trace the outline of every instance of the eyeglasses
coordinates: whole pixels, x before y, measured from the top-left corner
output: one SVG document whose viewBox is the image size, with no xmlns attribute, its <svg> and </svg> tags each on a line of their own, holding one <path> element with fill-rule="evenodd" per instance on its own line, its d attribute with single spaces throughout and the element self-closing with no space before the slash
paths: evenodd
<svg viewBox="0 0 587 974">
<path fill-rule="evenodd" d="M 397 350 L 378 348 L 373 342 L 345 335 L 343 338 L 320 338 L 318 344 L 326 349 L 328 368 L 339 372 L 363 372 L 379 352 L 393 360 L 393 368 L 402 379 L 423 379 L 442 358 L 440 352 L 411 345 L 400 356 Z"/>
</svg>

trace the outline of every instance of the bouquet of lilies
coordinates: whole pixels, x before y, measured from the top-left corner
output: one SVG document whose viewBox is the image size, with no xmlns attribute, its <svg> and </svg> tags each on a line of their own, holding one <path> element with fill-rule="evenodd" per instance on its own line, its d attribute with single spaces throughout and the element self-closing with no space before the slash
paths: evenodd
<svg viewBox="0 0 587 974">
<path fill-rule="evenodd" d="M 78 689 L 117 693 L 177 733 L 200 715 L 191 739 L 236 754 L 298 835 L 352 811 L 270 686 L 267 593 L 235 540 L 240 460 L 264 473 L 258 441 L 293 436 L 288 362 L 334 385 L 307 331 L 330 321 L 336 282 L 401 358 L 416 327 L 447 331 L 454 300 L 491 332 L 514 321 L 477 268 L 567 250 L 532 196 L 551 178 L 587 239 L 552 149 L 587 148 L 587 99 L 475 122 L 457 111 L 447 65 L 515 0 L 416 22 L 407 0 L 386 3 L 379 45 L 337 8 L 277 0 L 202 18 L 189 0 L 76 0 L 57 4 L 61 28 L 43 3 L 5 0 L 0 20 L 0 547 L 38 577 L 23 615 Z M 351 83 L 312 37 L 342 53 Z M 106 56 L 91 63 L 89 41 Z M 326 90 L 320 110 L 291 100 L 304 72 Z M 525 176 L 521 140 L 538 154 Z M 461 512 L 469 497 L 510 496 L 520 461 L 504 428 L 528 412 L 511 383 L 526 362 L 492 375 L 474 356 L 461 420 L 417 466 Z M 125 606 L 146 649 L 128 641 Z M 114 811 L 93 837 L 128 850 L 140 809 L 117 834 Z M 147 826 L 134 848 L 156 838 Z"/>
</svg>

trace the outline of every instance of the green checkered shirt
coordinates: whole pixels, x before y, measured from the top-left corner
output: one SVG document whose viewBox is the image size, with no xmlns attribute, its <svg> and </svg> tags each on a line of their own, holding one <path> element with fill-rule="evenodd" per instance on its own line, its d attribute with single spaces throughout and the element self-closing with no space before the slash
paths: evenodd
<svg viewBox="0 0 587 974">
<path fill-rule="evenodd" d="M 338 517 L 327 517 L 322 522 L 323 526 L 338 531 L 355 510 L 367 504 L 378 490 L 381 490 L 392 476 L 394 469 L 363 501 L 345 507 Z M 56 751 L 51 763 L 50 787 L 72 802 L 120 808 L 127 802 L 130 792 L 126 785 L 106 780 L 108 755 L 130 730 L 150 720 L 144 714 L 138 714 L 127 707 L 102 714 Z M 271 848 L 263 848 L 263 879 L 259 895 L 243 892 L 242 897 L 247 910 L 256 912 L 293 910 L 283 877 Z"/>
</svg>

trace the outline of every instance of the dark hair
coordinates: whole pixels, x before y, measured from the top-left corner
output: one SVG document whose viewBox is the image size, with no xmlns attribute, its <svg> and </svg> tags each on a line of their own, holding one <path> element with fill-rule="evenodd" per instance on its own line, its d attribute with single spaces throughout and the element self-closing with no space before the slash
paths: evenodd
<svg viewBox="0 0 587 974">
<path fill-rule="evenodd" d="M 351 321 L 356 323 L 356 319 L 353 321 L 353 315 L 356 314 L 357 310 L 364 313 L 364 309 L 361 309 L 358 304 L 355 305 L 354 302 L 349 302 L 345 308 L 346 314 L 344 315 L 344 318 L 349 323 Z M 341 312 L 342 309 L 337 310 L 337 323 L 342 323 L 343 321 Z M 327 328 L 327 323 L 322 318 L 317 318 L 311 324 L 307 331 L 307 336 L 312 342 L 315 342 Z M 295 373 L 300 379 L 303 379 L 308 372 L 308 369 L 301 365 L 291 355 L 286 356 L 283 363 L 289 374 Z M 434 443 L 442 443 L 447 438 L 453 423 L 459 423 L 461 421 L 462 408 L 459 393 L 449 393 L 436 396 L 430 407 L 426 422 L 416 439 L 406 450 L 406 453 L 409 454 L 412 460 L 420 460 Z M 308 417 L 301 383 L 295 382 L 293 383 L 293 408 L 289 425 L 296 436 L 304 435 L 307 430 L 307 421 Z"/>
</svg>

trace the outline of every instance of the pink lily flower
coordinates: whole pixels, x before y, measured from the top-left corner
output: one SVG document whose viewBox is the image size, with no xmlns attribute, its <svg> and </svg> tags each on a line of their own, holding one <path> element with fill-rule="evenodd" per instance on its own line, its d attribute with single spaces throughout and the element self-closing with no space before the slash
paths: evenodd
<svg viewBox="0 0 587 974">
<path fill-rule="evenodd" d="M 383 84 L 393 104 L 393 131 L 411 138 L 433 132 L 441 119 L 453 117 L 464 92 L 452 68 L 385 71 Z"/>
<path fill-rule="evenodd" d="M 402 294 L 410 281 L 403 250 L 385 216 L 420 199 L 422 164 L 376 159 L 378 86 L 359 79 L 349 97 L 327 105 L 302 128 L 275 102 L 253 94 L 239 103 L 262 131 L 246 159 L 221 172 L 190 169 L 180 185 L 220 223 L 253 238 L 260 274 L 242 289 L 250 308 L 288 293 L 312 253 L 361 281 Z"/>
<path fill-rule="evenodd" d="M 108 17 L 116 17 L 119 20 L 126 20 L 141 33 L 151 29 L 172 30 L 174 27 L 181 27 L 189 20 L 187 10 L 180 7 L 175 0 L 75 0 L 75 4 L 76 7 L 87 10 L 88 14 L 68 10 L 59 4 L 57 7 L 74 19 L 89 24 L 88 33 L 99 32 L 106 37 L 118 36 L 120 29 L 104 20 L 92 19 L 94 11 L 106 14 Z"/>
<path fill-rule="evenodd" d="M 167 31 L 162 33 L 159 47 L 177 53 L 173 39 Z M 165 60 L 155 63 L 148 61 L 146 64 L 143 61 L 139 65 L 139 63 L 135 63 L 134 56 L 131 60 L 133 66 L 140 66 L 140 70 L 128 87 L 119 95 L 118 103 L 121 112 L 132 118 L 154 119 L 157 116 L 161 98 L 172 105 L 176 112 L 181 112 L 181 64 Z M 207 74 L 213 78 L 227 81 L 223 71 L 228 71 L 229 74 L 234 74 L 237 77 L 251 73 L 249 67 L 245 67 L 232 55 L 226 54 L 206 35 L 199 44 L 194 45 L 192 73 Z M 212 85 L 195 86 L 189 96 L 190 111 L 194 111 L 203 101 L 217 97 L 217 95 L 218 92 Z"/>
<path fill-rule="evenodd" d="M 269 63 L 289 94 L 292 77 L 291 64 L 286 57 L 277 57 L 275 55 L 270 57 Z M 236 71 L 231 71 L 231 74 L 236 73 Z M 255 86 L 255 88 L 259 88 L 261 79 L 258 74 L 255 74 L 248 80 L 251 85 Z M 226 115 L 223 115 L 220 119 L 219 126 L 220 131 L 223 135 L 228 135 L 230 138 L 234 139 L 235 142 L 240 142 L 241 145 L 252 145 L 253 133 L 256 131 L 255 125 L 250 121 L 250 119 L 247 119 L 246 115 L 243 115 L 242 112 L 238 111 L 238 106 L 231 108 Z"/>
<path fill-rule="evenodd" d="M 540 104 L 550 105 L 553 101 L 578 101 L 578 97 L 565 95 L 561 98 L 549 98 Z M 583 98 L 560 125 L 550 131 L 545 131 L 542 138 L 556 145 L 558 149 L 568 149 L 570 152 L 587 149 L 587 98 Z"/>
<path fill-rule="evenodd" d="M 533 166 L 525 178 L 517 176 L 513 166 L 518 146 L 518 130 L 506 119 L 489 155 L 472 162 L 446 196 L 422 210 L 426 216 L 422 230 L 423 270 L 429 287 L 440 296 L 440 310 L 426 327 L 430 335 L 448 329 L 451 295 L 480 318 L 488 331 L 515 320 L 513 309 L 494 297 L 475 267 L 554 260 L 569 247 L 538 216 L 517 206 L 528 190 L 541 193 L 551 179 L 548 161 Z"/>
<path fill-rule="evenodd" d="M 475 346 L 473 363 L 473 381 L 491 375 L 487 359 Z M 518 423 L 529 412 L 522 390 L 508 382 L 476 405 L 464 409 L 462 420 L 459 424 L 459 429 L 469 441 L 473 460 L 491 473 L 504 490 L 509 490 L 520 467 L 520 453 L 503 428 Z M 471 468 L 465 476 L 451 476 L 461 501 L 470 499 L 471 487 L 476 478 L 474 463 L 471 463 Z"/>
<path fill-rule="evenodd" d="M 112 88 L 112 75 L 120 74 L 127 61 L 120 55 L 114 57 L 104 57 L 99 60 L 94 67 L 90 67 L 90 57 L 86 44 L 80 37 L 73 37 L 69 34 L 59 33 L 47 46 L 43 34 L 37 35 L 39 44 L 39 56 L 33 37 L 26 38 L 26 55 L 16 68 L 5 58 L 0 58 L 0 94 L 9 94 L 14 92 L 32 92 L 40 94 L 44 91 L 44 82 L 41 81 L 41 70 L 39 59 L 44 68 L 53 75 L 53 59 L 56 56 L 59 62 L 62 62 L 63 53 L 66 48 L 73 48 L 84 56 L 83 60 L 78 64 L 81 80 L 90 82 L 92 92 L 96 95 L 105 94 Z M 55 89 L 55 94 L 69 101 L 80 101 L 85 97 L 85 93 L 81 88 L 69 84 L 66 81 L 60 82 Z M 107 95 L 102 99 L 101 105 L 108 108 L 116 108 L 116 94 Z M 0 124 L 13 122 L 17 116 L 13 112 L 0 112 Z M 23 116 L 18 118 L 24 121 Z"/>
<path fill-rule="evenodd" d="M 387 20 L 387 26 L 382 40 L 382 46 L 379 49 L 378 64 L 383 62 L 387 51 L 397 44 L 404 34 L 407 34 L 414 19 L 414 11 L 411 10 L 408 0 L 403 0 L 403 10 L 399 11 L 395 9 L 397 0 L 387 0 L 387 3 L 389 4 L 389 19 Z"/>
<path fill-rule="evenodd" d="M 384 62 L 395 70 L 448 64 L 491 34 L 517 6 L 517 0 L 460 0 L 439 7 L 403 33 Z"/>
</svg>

------------------------------------

* OBJECTIVE
Count how many lines of the text contain the word "every", and give only the number.

* TASK SOLUTION
5